* _Stated task_: Count the lines in the records below that contain the string "pergola", treating uppercase and lowercase as different. Reply with the number alone.
* START Data supplied *
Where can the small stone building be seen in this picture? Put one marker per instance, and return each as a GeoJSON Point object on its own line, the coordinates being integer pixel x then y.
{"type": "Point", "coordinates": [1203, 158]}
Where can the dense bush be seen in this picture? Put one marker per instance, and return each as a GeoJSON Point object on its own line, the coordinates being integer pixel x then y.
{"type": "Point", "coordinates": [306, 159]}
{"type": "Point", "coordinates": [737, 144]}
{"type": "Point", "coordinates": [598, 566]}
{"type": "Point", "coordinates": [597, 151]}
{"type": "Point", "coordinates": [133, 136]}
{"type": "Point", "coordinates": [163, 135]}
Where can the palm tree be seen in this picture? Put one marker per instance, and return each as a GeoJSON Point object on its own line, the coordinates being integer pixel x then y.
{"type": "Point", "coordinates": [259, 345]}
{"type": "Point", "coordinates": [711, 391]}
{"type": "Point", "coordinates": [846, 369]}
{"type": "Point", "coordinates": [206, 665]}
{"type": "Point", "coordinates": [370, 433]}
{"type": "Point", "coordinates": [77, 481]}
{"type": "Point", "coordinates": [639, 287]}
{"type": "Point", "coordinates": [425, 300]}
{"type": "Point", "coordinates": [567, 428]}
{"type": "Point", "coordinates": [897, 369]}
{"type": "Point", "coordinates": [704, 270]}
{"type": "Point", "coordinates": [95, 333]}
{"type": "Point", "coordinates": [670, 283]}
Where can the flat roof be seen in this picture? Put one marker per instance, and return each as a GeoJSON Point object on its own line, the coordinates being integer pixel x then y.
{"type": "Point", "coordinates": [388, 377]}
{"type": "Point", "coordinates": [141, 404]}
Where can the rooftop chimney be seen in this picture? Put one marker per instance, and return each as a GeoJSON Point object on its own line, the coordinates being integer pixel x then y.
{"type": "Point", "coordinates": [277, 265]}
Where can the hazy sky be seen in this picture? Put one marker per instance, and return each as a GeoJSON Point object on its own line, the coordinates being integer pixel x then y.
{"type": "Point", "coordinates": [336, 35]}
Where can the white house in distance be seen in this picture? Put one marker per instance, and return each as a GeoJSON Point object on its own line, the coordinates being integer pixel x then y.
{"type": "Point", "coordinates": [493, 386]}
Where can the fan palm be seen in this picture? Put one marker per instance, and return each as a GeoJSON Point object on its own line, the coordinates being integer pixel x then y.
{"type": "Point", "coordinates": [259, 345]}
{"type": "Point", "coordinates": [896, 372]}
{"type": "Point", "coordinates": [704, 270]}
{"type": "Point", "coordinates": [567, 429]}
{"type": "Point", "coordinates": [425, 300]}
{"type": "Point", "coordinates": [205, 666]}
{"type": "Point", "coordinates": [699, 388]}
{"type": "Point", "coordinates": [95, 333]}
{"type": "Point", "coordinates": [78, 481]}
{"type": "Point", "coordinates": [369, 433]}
* END Data supplied *
* START Data supplied *
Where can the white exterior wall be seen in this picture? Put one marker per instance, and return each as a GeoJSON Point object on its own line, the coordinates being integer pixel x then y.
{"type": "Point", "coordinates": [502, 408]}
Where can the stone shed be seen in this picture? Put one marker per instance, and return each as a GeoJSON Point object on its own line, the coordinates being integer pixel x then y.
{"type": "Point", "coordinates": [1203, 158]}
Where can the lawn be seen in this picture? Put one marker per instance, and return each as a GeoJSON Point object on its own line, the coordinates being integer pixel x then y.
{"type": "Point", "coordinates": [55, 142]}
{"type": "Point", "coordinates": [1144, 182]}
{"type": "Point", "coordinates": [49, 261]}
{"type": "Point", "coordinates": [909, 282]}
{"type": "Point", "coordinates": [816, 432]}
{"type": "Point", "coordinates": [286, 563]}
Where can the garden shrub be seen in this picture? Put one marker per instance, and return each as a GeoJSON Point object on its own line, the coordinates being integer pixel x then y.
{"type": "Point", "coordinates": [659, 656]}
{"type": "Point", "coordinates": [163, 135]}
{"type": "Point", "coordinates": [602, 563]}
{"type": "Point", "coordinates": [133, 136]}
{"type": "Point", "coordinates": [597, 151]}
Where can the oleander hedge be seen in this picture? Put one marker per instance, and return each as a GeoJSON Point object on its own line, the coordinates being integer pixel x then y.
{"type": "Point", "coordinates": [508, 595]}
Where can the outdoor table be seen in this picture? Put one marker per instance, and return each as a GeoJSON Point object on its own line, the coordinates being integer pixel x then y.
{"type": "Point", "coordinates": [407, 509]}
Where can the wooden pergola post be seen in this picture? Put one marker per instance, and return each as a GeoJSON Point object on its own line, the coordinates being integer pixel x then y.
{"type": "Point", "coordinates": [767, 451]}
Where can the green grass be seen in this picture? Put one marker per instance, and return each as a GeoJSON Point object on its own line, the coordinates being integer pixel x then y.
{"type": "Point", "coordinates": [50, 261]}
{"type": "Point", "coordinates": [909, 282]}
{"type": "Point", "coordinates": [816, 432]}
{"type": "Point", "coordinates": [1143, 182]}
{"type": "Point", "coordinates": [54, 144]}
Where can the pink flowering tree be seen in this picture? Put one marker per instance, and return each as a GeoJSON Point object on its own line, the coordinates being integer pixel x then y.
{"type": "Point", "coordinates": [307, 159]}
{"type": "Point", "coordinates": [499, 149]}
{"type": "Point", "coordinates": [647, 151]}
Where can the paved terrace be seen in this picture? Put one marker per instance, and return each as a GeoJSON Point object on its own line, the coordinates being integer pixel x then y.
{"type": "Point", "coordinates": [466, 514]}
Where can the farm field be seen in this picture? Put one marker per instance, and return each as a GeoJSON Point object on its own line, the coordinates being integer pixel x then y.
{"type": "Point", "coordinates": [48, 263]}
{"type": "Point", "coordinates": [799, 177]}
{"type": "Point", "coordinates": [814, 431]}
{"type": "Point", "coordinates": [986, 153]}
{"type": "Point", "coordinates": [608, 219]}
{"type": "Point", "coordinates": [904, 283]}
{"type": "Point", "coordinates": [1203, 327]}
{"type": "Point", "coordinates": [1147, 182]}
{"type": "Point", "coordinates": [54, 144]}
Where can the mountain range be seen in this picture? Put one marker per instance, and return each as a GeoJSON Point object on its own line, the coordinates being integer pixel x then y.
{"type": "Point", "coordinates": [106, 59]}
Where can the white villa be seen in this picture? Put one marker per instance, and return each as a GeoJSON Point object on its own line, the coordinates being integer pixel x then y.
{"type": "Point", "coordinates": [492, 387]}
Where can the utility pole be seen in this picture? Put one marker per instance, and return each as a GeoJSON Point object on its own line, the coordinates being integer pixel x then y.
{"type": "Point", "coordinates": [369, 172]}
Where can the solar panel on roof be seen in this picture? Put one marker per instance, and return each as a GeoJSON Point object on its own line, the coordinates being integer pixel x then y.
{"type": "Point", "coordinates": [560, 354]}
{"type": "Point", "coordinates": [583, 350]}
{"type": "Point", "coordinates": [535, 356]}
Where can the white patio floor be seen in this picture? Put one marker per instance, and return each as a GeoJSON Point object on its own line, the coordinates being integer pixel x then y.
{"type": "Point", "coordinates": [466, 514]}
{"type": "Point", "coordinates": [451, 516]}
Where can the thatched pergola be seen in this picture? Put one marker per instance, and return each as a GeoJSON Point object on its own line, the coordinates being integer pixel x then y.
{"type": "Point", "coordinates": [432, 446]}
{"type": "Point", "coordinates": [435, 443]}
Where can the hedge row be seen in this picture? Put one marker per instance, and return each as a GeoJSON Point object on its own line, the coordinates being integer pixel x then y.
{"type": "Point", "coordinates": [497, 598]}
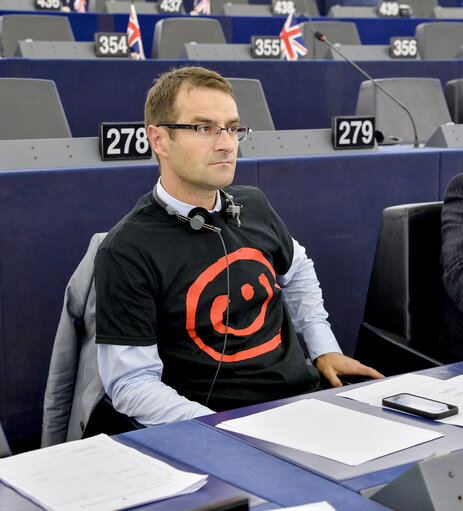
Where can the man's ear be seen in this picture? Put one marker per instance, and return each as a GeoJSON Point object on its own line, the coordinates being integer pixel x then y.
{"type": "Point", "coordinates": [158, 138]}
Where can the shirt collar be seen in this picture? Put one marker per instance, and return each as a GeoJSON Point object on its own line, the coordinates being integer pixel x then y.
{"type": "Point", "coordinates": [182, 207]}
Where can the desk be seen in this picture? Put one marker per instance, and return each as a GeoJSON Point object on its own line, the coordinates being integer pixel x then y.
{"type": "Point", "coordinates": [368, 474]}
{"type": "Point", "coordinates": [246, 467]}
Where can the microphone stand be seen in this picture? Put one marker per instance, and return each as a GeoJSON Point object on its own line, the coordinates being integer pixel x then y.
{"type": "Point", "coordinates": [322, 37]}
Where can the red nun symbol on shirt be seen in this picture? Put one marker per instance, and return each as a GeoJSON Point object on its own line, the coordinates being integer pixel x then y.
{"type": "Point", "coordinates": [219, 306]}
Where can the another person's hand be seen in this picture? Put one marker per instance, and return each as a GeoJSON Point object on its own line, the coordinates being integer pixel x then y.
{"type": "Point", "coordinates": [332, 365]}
* END Data supplied *
* _Task response_: 2